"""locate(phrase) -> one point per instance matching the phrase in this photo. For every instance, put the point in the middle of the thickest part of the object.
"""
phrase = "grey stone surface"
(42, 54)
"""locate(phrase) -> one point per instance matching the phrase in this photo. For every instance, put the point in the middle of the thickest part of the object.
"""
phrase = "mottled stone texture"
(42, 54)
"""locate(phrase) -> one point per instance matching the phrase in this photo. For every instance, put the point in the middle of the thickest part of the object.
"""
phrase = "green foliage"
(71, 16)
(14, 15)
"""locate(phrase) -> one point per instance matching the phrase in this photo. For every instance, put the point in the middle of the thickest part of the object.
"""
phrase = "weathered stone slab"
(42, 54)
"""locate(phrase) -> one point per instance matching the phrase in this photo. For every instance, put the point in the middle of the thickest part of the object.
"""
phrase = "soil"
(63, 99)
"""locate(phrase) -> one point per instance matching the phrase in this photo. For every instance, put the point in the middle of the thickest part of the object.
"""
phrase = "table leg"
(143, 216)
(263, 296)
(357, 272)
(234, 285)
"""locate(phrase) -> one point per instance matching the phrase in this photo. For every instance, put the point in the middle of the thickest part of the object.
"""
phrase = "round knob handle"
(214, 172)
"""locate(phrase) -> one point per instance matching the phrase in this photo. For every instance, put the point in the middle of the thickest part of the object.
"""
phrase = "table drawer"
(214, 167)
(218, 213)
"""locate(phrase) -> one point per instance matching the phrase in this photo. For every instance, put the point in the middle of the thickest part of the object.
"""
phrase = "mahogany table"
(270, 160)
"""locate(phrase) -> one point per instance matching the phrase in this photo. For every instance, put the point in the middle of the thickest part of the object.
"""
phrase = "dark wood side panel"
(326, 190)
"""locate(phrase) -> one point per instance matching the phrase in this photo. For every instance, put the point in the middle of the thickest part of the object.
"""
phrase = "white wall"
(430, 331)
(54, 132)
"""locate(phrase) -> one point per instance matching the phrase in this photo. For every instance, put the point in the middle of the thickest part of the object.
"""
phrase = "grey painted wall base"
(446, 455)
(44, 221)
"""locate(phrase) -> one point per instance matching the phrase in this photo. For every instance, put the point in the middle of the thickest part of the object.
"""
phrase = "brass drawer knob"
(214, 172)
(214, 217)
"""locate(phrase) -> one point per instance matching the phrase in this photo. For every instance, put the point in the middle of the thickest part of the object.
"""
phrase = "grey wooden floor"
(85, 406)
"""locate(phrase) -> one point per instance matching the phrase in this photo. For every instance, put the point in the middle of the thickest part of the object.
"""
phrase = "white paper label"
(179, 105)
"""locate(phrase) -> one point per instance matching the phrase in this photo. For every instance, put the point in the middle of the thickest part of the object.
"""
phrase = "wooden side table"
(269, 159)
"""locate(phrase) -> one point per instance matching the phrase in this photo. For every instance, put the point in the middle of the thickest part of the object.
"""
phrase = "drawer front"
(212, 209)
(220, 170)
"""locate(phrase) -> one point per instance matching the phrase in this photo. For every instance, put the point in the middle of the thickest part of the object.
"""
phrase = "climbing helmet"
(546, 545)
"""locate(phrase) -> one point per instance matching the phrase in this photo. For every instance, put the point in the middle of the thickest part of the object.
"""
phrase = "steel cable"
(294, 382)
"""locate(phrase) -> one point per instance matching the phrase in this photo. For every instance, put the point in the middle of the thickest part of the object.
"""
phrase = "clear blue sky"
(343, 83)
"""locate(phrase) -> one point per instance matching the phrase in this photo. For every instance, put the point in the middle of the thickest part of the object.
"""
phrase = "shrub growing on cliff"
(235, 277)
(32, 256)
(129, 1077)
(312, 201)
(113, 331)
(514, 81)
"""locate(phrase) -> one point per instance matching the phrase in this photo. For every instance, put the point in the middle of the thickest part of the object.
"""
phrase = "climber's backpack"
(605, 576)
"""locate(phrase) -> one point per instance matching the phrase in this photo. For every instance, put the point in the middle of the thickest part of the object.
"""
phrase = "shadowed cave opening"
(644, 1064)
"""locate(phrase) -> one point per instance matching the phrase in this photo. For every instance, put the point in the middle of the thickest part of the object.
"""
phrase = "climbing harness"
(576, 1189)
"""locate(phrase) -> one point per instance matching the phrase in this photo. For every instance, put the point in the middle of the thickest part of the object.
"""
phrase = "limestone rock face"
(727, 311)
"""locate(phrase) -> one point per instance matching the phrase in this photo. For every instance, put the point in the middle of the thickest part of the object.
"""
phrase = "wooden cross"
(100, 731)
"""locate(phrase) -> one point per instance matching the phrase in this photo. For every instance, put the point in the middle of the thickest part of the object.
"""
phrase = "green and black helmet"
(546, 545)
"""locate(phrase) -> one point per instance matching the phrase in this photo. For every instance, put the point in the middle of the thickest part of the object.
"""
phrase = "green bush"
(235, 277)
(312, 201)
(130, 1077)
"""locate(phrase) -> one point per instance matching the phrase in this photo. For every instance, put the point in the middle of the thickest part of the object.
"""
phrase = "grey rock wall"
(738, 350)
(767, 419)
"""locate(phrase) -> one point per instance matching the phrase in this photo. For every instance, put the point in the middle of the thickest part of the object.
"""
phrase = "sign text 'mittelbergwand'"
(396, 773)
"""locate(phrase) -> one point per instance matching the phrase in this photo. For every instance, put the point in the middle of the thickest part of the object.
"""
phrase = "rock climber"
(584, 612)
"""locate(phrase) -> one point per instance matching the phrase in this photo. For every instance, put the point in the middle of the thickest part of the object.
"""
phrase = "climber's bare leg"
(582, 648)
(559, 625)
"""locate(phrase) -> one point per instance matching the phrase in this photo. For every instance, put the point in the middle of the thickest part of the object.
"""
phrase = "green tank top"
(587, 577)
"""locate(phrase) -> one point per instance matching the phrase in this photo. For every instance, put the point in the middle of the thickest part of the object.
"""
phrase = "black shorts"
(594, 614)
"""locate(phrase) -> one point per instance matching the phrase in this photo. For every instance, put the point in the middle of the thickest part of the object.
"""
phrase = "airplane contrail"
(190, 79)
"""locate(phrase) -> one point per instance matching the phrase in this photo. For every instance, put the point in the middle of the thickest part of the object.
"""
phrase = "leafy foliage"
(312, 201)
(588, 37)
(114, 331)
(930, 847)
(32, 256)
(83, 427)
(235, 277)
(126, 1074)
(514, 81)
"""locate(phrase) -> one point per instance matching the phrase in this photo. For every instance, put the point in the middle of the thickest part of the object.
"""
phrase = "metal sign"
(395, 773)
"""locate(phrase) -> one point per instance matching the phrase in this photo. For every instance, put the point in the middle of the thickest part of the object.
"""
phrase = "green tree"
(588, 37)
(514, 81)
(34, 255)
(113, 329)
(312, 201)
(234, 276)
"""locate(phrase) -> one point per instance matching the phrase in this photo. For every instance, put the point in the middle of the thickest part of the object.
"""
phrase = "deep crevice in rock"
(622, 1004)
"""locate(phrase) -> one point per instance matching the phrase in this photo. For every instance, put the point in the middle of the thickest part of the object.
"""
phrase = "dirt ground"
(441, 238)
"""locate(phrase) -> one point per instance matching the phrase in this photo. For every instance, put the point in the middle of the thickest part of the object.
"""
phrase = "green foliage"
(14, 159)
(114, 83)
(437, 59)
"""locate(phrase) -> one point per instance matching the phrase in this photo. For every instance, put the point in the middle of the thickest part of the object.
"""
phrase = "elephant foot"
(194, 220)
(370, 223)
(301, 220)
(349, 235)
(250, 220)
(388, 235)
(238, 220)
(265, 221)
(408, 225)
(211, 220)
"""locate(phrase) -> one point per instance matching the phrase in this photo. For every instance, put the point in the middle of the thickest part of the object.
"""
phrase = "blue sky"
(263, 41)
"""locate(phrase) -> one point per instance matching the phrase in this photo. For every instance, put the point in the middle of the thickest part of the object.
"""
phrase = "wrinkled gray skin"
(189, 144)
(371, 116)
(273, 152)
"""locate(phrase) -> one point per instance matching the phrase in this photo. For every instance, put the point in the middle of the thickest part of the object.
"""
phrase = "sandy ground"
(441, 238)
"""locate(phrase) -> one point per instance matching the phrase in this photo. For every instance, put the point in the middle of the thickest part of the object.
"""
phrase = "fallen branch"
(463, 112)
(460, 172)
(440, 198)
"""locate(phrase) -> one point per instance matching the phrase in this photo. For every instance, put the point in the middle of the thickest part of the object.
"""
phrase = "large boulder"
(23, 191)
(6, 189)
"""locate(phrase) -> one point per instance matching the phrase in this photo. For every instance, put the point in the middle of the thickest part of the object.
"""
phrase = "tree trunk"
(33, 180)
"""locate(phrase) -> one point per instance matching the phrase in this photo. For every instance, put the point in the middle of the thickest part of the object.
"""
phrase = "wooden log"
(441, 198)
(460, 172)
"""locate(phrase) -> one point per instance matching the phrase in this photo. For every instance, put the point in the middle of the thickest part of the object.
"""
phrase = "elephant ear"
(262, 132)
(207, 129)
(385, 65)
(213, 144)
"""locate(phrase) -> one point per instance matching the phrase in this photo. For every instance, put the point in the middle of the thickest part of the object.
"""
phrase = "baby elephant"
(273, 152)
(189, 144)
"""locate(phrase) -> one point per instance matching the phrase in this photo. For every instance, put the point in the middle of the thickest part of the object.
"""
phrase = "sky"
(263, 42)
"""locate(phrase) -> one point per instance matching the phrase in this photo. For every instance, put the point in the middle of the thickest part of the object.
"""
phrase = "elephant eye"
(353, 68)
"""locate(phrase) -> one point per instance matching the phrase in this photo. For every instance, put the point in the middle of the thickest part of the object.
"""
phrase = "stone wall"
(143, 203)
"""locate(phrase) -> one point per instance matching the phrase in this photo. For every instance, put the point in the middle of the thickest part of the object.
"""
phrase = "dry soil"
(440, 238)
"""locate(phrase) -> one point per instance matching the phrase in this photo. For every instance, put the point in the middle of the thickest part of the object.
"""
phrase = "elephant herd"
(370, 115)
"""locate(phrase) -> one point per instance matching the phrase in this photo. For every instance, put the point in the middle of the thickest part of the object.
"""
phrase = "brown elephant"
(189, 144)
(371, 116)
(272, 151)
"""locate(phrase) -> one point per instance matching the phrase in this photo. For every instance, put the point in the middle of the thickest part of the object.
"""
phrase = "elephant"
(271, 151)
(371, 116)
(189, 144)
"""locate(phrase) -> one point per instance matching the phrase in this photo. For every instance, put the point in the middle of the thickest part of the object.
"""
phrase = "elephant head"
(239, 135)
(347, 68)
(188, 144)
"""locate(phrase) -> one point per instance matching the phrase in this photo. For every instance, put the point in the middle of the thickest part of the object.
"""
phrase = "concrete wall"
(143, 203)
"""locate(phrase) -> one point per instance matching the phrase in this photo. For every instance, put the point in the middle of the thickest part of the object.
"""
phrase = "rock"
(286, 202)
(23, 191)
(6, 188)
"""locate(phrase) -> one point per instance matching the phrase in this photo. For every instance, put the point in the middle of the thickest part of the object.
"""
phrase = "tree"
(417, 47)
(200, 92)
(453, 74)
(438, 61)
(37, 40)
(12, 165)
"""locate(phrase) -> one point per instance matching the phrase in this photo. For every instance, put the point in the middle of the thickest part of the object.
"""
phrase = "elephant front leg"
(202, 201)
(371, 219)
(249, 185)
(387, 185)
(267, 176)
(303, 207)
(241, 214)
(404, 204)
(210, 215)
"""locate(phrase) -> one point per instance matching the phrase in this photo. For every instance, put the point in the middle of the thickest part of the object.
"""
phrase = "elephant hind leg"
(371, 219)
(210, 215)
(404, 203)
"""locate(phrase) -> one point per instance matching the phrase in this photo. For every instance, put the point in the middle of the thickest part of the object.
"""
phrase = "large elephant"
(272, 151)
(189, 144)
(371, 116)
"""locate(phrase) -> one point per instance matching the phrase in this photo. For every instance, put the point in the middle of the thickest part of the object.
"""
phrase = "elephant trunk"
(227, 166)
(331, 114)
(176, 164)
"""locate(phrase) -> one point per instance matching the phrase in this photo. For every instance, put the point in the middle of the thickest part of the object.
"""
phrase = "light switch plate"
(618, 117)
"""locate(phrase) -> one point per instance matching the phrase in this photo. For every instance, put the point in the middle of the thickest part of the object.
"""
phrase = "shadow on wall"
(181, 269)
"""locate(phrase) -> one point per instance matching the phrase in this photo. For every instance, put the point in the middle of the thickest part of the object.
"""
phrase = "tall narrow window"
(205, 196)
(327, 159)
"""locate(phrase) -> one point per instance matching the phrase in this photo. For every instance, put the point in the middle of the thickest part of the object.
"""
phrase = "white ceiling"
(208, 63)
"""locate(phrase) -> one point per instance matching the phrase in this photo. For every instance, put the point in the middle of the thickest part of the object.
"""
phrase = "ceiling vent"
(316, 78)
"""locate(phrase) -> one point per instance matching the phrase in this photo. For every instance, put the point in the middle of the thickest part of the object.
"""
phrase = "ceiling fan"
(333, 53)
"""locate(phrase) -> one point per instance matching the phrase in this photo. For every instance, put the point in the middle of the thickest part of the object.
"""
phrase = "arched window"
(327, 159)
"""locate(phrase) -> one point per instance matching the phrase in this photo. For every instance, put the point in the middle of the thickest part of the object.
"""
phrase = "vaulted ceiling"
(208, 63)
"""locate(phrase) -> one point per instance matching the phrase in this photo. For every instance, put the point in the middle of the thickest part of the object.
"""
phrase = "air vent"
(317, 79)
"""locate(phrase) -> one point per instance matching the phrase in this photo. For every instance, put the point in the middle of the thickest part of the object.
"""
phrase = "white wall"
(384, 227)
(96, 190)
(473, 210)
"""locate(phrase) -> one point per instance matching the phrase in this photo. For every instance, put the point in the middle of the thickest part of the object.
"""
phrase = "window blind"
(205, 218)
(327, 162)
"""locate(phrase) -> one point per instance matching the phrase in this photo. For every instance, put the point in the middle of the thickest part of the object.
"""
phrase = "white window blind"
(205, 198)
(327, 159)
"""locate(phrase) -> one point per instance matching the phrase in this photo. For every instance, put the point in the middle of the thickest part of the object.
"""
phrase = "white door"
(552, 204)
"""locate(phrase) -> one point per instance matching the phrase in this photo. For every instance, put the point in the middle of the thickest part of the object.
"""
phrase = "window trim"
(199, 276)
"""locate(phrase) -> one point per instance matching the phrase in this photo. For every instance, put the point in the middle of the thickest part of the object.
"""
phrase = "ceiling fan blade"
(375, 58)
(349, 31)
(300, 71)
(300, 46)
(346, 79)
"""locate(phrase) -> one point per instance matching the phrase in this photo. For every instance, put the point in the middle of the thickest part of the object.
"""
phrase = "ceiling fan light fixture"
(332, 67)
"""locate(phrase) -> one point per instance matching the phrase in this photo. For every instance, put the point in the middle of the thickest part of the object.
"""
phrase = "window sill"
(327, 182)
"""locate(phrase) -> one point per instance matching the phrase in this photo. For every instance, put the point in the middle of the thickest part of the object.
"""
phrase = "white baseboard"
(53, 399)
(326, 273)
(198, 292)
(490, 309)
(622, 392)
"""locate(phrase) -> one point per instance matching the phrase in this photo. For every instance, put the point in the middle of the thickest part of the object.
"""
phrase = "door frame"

### [What the task requires]
Please tally the lines of the records above that contain the string "knob", treating case as significant, and give only the number.

### [Answer to this exercise]
2